# [EXERCISE REQUIREMENTS]
Please rewrite the rows below, changing every "Challenge" to "Exercise" and leaving everything else as it is.

━━━━━━━━

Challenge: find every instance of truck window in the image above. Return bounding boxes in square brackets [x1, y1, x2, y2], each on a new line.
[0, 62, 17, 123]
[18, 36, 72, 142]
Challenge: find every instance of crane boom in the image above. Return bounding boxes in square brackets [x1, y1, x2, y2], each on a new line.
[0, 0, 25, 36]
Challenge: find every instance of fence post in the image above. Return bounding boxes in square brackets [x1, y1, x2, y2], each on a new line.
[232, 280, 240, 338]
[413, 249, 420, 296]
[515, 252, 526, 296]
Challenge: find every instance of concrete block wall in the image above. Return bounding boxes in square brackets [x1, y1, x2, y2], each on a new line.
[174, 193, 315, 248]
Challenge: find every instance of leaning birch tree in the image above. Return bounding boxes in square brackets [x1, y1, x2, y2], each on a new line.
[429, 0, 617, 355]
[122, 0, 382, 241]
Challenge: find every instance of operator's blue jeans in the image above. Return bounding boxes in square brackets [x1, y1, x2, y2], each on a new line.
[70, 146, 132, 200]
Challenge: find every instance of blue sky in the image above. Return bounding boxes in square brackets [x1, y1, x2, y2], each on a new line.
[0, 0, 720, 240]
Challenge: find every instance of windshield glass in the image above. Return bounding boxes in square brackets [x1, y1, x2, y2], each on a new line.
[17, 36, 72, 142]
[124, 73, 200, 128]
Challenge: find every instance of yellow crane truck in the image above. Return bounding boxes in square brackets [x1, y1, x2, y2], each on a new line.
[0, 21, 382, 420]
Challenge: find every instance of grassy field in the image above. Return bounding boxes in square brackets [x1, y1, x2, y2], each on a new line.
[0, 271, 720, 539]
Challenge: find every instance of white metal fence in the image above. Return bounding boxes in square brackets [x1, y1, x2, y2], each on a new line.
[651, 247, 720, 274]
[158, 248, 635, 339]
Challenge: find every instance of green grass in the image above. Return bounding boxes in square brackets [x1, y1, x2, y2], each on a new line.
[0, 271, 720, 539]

━━━━━━━━

# [COMPLETE OUTPUT]
Exercise: find every instance of truck window in the image above. Return bounding boxes in square brackets [x1, y1, x2, y2], each on a new line.
[0, 62, 17, 123]
[18, 36, 72, 142]
Exercise: find every instance of crane boom in the image above. Return bounding boxes in square brackets [x1, y1, x2, y2], each on a new line.
[0, 0, 25, 36]
Exercise: find every instance of fence post in the image above. Return bounding boxes in square brackets [x1, y1, x2, y2], each on a new line.
[232, 280, 240, 338]
[413, 249, 420, 296]
[515, 252, 526, 296]
Exercise: find every instance of concrete block wall in the image above. Return bounding boxes in square brackets [x1, y1, x2, y2], each on a new line.
[174, 193, 315, 248]
Exercise: find every instance of leaning birch tree in the image above. Return bounding boxes in square brackets [x1, y1, x2, y2], each on a new line.
[429, 0, 617, 355]
[122, 0, 382, 241]
Exercise: find every instance of operator's blue jeans in the image above. Return bounding boxes in square brackets [x1, y1, x2, y2], each on a new line.
[70, 146, 132, 200]
Exercise: find every instance of blue sky in the image above. Return bounding boxes in square brackets [x1, y1, x2, y2], each on a new line.
[0, 0, 720, 240]
Exercise: find every instance of windshield glass in the image above. Return bounding boxes in square brackets [x1, y1, x2, y2], each on a new line.
[17, 36, 72, 142]
[124, 73, 200, 128]
Exercise: find every instance of yellow crane truck in the image above. Return bounding boxes in square brackets [x1, y1, x2, y2], each on a new line.
[0, 21, 382, 420]
Exercise: find every instance of grassy field in the image above. Return bounding boxes in square brackets [x1, y1, x2, y2], each on a new line.
[0, 271, 720, 539]
Exercise: find every instance of white metal fence in the image above. Return bounding boxes in square brackets [x1, y1, x2, y2], each on a new line.
[651, 247, 720, 274]
[158, 248, 635, 339]
Exercise: find every instance of green grass in the image above. Return bounding boxes in square brackets [x1, y1, x2, y2], each on a new line.
[0, 271, 720, 539]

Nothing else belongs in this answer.